- Passage provided
It also shows the government’s risk assessments of Indigenous protests, court injunctions initiated by private corporations against Indigenous people, and RCMP policing tactics all favor corporate interests and private property rights over Indigenous rights and title.

This includes the current resistance by land defenders and hereditary chiefs to the Coastal GasLink LNG pipeline slated to run through unceded Wet’suwet’en territory.

A statement by the protestors at the Gidumt’en access point, which can and should be read in full here, says,

The RCMP’s ultimatum, to allow TransCanada access to unceded Wet’suwet’en territory or face police invasion, is an act of war. Despite the lip service given to “Truth and Reconciliation,” Canada is now attempting to do what it has always done—criminalize and use violence against indigenous people so that their unceded homelands can be exploited for profit.

The protestors and other First Nations people who were present moved back into Unist’ot’en territory, which is now blocked off by the RCMP’s own blockade. The Unist’ot’en Clan of the Wet’suwet’en stated,

The Unist’ot’en homestead is not a protest or demonstration. Our clan is occupying and using our traditional territory as it has for centuries. Our free prior and informed consent protocol is in place at the entrance of or territory as an expression of our jurisdiction and our inherent right to both give and refuse consent. Our homestead is a peaceful expression of our connection to our territory. It is also an example of the continuous use and occupation of our territory of our territory by our clan. Our traditional structures of governance continue to dictate the proper use of and access to our lands and water.

- Information provided
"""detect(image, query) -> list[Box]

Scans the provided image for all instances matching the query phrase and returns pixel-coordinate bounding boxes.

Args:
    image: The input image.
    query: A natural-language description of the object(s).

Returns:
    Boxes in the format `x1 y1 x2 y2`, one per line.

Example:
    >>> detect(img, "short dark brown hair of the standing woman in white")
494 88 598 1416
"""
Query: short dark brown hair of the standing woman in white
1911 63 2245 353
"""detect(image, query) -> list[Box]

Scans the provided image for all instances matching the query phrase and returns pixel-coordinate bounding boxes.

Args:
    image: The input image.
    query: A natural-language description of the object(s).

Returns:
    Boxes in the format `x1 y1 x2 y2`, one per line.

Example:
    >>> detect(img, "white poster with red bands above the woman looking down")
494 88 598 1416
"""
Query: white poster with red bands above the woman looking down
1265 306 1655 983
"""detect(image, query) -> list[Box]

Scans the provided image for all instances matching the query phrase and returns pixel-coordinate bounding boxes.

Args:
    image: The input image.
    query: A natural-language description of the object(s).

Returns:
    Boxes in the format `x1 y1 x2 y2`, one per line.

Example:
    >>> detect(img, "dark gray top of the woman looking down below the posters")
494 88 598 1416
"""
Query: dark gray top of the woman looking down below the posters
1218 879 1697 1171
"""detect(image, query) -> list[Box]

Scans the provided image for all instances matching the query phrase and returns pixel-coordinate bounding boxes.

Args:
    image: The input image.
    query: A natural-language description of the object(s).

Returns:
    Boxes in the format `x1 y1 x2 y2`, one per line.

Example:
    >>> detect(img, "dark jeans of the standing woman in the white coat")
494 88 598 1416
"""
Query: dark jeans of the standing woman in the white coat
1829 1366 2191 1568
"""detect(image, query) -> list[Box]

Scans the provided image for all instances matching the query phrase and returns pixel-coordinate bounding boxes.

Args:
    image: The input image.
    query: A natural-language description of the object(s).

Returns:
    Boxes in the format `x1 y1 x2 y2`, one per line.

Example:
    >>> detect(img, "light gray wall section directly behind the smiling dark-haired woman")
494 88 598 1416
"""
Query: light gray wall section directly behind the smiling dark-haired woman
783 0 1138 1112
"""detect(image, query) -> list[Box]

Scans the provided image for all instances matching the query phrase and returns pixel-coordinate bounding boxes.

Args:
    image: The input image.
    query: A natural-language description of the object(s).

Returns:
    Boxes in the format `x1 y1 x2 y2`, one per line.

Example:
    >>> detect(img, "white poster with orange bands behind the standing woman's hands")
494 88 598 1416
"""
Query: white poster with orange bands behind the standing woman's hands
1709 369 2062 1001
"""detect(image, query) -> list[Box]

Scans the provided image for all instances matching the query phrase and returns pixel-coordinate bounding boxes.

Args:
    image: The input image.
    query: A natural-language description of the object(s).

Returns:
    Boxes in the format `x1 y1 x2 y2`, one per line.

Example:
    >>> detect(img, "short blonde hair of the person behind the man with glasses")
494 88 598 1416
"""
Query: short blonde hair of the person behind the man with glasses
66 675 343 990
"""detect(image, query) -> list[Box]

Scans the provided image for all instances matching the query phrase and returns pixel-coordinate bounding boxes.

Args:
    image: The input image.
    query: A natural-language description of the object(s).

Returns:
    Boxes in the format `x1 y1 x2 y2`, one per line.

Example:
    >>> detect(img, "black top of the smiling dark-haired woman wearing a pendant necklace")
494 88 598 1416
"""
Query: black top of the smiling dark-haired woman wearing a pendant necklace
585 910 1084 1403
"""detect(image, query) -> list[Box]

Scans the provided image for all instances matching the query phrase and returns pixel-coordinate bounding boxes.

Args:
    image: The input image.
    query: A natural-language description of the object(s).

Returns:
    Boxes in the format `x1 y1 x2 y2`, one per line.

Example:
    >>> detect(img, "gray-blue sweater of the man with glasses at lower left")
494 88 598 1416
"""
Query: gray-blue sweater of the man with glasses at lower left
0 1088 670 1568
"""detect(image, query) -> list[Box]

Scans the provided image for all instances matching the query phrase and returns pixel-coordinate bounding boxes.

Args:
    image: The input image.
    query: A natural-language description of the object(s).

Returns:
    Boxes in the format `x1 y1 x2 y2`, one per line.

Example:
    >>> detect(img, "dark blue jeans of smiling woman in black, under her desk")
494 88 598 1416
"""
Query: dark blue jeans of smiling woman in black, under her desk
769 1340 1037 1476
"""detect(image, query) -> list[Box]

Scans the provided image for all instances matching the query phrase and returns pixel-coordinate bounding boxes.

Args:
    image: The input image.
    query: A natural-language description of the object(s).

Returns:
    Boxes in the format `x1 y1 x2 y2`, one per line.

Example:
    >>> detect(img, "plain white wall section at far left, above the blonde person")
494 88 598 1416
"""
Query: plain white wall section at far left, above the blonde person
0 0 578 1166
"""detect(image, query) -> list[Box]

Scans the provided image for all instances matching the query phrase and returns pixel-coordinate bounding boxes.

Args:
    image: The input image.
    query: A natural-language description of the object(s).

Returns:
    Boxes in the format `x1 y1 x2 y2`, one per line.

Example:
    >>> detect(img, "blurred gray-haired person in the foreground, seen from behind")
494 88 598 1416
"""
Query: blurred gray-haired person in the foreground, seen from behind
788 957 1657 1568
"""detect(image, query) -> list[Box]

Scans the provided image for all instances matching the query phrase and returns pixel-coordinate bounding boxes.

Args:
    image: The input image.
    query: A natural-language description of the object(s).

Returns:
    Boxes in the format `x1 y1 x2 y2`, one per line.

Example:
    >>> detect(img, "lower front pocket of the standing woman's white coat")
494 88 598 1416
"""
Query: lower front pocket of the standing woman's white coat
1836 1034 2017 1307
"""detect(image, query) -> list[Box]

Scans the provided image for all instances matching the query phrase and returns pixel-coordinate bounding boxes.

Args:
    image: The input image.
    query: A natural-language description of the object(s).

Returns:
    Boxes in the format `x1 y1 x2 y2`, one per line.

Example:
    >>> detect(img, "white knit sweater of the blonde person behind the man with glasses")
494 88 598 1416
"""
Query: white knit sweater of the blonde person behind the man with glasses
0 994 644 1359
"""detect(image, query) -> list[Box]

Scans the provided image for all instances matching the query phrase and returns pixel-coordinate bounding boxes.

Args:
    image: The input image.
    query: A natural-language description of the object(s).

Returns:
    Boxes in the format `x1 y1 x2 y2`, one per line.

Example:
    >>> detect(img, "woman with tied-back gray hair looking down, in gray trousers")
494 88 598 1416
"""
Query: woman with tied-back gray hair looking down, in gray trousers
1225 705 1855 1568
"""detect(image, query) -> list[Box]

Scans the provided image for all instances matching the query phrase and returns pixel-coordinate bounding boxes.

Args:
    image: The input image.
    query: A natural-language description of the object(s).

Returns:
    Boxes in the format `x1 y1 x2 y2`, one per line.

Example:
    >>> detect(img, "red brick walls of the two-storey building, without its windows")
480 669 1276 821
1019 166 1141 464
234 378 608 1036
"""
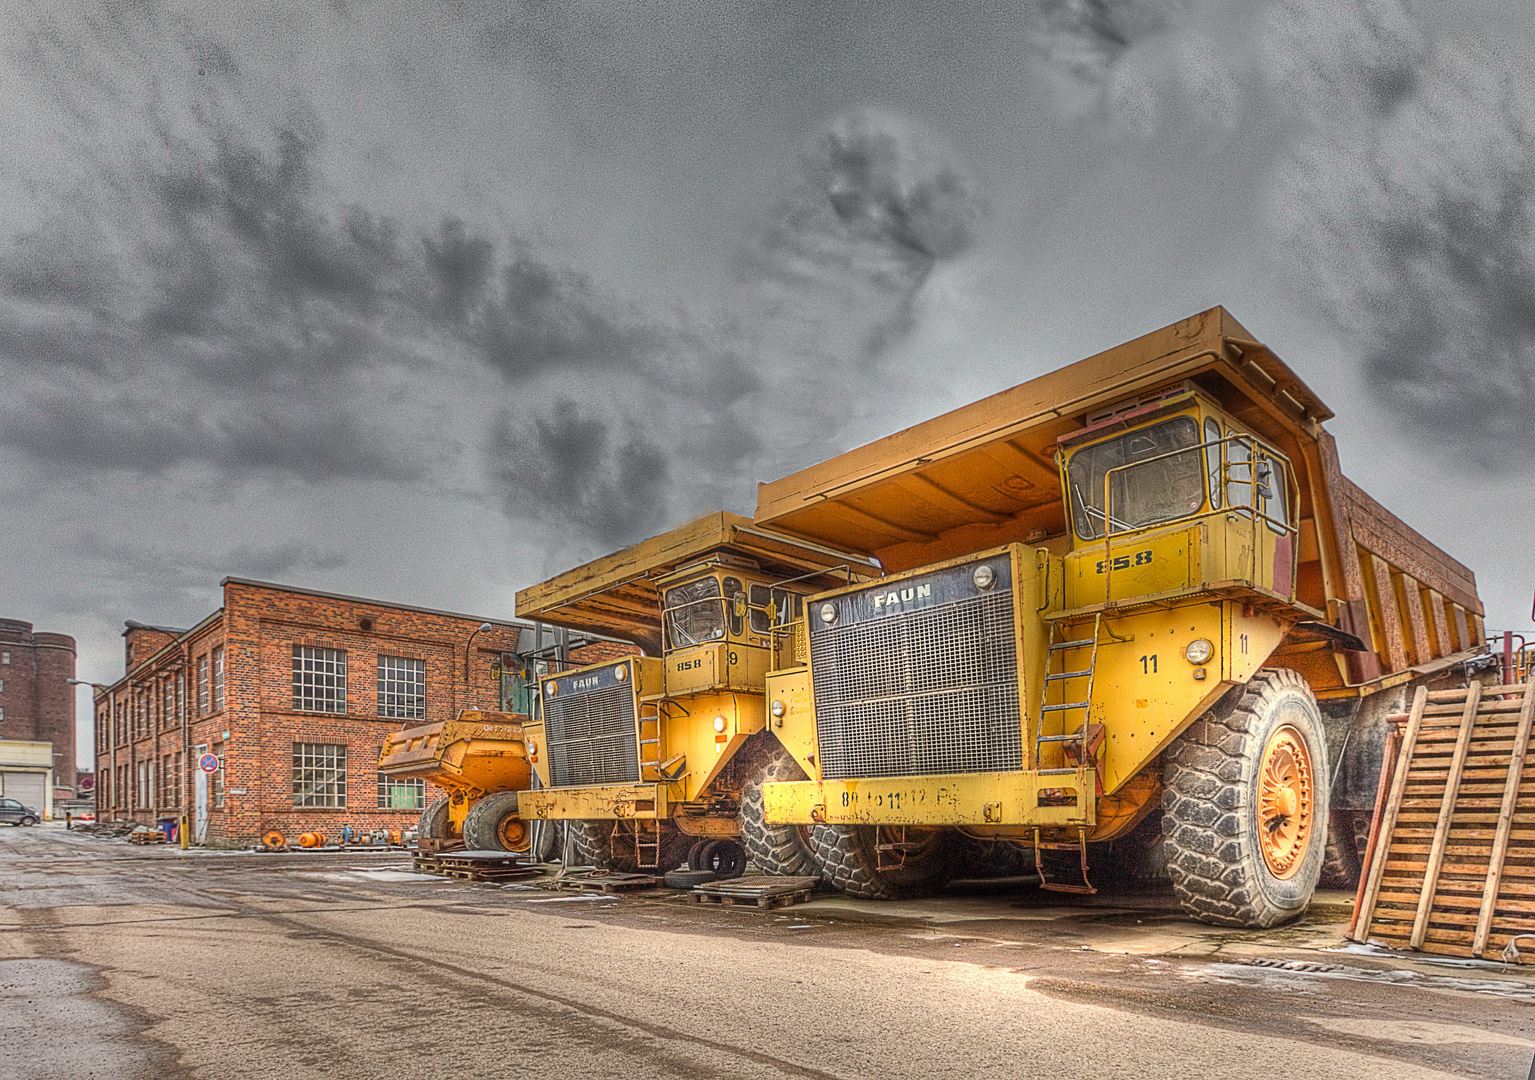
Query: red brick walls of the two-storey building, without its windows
97 581 519 845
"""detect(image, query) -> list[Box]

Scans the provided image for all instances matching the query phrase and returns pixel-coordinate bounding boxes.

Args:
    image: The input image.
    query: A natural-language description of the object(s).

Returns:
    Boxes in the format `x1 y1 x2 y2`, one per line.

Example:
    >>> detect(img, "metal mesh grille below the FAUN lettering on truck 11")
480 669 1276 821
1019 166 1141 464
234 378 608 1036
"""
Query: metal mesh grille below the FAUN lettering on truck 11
810 591 1024 779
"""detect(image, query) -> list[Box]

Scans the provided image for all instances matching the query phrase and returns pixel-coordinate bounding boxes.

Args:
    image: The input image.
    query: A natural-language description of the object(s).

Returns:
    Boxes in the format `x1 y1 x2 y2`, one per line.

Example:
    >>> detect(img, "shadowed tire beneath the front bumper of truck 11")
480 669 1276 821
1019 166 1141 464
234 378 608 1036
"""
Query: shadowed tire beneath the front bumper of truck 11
810 825 955 901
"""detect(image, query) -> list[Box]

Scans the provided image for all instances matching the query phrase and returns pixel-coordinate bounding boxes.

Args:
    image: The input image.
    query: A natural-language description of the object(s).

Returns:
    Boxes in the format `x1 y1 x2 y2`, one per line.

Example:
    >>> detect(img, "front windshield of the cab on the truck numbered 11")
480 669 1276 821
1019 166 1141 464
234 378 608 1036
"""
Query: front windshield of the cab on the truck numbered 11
1067 416 1205 540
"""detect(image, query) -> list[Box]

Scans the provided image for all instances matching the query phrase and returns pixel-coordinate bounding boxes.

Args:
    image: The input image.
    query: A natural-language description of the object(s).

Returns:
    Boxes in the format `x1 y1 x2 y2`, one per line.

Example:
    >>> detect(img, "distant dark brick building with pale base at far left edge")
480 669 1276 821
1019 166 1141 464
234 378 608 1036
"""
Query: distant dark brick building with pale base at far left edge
0 618 75 810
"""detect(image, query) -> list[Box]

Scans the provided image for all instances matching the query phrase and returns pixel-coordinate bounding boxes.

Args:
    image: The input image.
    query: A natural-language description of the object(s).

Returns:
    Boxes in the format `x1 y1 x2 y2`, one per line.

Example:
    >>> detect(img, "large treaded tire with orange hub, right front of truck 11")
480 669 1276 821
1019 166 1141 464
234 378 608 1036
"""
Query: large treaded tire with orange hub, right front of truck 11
1162 667 1328 927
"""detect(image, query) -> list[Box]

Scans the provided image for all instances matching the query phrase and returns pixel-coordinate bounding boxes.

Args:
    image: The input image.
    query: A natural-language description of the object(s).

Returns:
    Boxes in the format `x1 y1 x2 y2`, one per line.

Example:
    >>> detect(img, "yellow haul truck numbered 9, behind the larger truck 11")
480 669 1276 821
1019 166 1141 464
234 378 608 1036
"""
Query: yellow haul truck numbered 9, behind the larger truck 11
517 514 878 876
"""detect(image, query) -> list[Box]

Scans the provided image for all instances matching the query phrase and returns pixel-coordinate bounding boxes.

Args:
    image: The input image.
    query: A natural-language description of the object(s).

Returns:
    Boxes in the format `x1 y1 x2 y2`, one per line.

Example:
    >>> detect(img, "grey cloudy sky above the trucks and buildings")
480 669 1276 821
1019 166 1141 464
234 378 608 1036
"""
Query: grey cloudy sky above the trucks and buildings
0 0 1535 767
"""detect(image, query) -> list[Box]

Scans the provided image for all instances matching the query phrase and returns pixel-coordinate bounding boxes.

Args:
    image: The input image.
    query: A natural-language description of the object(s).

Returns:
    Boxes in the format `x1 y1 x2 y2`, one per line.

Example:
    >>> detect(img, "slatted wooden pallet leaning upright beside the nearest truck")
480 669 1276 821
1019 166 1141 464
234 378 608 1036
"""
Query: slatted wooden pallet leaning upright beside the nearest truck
1349 681 1535 959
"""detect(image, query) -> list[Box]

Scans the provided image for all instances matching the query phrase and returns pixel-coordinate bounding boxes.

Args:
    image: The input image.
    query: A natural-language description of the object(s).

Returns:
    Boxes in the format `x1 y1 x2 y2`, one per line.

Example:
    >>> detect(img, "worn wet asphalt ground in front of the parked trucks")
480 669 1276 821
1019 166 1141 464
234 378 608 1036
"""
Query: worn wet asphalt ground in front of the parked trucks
0 824 1535 1080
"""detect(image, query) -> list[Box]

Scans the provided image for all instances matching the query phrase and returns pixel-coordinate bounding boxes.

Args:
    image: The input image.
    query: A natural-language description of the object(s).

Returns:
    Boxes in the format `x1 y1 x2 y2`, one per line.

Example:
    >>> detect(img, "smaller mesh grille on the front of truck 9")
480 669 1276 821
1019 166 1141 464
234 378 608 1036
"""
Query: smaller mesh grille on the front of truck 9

- Problem statement
In the passage on the Wet’suwet’en pipeline dispute, rewrite everything from "It also shows" down to "unceded Wet’suwet’en territory.", swapping "pipeline" for "project".

- Response area
It also shows the government’s risk assessments of Indigenous protests, court injunctions initiated by private corporations against Indigenous people, and RCMP policing tactics all favor corporate interests and private property rights over Indigenous rights and title.

This includes the current resistance by land defenders and hereditary chiefs to the Coastal GasLink LNG project slated to run through unceded Wet’suwet’en territory.